* **ASSIGNMENT**: Count up the lines below that include the string "wedge" and report the number by itself.

* **Referring expression data**:
-=-=-=-=-
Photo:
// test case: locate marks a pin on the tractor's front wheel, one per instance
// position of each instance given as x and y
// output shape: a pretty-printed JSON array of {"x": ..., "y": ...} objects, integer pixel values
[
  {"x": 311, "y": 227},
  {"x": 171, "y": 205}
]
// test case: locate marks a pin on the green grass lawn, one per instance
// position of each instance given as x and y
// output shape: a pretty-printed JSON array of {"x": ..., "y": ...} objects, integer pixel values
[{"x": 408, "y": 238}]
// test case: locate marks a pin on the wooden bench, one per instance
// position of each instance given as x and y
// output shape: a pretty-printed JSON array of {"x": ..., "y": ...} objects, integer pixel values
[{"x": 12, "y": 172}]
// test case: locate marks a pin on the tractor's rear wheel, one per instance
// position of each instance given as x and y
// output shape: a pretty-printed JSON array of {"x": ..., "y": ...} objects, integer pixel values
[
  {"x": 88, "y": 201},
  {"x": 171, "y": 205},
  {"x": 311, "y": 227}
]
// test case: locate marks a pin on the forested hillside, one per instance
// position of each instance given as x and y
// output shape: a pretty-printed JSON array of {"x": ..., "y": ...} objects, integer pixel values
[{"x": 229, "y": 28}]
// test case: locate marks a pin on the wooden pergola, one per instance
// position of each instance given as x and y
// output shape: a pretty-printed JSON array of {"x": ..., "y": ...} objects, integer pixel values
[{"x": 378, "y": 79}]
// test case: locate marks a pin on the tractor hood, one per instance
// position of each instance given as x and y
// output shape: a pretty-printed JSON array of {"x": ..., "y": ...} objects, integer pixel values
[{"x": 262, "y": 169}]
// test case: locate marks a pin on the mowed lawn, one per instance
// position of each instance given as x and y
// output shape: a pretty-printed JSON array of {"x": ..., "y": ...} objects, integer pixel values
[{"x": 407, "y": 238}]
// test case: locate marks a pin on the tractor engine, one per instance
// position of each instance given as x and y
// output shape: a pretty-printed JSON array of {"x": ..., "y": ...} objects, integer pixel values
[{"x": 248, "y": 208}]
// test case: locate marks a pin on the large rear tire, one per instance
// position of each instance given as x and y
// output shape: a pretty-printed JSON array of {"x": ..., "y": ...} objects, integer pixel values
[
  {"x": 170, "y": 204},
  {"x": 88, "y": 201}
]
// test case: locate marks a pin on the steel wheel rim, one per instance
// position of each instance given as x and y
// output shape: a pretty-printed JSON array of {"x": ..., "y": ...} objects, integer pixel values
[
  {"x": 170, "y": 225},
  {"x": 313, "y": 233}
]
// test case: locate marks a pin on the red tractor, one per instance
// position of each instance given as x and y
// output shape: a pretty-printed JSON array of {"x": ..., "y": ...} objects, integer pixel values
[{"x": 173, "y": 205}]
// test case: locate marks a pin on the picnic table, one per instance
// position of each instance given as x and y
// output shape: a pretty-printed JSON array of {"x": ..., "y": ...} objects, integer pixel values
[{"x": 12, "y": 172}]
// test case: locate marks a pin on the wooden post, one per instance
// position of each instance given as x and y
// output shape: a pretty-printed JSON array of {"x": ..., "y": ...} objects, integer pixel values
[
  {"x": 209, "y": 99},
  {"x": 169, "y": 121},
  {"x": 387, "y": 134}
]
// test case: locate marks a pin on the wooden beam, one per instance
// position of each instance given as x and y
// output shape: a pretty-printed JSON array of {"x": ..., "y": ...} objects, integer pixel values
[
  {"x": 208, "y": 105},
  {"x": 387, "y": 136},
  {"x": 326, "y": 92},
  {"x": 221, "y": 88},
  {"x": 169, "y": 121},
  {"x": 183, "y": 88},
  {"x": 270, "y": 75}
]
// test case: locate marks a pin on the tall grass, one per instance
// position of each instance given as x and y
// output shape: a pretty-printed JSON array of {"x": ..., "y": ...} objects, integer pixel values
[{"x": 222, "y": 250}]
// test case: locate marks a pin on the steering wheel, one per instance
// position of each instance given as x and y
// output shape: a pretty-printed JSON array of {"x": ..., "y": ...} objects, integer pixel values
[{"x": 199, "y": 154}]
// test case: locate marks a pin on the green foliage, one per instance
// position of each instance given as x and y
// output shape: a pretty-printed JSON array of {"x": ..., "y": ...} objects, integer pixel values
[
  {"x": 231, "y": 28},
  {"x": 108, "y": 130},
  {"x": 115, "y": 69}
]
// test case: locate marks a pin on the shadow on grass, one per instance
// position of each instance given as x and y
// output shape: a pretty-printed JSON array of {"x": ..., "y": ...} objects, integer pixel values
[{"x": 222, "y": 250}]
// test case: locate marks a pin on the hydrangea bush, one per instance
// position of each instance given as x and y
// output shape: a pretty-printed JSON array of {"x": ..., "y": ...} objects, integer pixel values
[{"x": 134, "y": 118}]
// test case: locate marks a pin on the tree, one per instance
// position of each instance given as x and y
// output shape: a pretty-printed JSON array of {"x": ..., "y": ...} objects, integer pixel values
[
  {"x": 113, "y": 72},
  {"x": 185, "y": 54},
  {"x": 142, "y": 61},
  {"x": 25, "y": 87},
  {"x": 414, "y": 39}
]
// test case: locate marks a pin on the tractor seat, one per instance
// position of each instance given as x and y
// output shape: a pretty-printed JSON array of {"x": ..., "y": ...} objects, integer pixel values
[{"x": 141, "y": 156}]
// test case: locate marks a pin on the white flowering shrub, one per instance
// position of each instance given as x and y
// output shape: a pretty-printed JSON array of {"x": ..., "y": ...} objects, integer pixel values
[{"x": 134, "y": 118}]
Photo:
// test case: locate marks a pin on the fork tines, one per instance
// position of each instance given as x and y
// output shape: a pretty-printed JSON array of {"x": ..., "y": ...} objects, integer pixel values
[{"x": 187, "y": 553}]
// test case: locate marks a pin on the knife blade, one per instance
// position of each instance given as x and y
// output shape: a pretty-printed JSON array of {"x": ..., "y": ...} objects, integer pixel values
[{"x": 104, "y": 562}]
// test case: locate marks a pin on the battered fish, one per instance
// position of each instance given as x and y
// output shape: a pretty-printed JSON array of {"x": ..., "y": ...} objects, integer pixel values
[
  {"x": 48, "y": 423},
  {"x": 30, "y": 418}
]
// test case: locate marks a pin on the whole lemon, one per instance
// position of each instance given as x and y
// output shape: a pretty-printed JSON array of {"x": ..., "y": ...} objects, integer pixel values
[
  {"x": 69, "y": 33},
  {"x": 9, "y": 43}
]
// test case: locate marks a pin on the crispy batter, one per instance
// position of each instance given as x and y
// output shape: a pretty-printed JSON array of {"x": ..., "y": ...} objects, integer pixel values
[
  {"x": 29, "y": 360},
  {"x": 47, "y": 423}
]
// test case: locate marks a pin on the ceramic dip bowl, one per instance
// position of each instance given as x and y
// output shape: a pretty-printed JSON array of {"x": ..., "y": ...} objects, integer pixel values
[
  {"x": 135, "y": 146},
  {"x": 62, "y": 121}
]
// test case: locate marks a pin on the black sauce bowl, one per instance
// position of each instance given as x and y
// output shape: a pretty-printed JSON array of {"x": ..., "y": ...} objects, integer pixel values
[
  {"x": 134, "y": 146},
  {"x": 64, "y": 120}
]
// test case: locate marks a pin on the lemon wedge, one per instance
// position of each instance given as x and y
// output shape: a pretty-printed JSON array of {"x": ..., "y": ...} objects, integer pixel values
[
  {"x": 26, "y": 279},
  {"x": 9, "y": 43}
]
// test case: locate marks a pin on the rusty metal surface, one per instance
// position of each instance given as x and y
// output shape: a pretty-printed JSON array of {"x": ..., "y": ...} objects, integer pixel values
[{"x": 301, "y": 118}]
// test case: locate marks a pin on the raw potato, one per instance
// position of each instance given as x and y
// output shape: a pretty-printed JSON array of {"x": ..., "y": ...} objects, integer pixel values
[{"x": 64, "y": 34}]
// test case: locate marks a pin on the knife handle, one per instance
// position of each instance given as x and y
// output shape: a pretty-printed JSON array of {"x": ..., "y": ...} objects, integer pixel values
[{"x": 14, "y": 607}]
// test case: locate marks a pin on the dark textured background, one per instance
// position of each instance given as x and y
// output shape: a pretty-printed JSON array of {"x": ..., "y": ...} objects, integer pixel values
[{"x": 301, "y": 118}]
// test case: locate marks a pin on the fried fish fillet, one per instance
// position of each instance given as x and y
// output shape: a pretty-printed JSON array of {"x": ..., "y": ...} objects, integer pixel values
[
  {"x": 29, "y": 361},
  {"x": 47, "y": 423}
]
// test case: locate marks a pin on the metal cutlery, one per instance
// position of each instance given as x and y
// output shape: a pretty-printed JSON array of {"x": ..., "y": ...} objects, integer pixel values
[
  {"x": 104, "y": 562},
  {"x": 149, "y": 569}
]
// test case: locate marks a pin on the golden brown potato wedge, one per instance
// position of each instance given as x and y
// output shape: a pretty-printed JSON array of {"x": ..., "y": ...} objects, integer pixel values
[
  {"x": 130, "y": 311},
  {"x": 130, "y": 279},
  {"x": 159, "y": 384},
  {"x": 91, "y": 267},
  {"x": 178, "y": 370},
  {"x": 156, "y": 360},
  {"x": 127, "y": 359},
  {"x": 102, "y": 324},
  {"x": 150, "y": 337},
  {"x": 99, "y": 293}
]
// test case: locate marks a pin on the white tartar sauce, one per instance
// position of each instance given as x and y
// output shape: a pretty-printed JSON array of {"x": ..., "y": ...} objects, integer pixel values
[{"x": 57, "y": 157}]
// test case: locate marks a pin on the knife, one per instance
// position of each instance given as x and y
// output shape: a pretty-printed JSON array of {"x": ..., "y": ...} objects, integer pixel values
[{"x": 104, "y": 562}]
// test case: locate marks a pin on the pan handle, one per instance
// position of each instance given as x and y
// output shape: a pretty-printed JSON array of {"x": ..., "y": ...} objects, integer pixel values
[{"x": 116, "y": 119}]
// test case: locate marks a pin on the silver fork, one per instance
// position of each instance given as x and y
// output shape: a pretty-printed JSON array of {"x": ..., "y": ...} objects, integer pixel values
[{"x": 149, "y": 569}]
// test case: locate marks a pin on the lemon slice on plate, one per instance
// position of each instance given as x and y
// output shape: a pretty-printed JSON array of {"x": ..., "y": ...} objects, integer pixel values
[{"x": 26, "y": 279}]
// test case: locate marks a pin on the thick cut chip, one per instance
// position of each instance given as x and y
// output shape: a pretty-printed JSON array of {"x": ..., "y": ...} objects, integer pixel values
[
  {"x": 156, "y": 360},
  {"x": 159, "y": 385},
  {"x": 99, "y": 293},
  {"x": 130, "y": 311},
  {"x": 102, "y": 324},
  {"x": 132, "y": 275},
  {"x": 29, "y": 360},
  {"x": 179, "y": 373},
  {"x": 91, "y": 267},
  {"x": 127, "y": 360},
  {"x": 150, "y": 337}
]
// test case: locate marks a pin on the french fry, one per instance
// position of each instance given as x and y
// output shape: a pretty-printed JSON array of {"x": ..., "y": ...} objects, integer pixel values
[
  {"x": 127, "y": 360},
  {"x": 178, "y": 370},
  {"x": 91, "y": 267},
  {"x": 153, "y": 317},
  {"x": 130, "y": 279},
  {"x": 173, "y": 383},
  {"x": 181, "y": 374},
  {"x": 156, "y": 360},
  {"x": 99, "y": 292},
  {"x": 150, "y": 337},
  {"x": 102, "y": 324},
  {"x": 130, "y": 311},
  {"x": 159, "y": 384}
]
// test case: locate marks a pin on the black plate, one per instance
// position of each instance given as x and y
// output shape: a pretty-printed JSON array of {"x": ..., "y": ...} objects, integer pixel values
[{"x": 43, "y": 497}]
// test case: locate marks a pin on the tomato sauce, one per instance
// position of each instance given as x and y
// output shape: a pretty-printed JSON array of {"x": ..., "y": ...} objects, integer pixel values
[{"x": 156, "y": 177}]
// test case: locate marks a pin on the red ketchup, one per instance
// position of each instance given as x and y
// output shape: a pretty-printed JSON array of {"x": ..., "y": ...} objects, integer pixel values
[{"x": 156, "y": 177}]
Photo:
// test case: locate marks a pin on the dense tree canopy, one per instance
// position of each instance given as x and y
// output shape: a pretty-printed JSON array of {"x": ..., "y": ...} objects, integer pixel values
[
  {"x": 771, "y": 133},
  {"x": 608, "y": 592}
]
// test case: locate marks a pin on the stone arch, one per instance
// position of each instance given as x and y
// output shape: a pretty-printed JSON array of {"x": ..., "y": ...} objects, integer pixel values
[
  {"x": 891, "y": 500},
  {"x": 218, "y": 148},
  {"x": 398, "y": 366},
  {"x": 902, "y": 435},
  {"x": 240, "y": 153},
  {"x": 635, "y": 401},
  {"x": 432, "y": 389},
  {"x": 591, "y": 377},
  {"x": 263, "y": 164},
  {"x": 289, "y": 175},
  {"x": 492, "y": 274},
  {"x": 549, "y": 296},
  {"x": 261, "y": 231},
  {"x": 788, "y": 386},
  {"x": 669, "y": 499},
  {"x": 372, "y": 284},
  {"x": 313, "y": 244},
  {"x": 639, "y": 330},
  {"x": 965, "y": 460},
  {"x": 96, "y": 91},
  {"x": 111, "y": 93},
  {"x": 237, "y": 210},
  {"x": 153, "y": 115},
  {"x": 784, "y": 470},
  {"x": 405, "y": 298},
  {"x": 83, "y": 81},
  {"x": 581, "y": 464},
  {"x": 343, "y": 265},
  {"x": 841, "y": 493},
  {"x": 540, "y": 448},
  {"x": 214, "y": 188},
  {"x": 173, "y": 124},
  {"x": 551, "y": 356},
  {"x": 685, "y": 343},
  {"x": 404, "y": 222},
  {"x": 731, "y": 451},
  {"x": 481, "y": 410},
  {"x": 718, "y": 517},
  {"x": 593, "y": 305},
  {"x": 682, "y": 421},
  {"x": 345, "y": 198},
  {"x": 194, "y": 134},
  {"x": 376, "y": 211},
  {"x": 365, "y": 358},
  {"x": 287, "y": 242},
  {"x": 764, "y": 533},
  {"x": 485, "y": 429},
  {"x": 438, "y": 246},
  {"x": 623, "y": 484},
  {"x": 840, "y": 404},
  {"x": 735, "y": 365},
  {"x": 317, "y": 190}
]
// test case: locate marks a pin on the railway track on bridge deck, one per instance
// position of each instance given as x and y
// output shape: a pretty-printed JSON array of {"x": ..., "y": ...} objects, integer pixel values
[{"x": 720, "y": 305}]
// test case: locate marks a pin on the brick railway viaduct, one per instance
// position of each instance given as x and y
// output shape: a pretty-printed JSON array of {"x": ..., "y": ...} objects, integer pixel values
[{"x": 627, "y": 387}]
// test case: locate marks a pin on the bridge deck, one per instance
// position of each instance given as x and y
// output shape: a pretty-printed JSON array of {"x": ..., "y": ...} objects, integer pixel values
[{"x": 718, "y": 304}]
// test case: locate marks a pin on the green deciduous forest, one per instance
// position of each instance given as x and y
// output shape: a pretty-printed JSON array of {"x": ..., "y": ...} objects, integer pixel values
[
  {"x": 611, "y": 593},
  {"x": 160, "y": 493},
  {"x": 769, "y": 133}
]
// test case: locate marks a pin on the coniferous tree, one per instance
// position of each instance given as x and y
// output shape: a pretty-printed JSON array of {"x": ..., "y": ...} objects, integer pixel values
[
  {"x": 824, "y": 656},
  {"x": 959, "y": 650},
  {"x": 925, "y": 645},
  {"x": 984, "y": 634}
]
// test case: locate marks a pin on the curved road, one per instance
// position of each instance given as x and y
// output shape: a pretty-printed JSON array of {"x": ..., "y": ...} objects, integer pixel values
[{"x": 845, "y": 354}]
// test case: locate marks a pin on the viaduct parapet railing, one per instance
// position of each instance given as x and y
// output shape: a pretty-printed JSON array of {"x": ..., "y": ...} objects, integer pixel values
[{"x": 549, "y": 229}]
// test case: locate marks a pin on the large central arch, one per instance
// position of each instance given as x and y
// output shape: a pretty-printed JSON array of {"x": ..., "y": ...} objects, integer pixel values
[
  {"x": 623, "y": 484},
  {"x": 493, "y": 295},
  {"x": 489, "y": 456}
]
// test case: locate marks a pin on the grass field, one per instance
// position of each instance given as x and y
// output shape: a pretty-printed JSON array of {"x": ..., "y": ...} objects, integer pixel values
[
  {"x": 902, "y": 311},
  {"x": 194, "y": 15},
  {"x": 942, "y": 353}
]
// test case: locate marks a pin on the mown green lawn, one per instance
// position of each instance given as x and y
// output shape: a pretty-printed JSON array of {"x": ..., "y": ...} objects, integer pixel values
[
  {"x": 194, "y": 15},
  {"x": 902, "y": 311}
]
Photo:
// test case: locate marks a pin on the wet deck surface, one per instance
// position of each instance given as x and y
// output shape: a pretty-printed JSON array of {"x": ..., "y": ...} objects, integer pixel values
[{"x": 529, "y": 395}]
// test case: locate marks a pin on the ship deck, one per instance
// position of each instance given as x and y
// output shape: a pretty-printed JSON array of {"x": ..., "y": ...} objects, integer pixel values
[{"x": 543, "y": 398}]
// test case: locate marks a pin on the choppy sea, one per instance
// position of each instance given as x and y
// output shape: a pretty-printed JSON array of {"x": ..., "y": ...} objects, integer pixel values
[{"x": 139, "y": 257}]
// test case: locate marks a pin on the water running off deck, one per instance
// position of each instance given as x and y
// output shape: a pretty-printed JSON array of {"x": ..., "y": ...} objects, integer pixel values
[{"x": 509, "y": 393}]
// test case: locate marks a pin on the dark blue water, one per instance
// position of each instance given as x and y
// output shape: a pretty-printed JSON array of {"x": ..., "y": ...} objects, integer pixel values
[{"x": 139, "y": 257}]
-=-=-=-=-
* **OUTPUT**: 2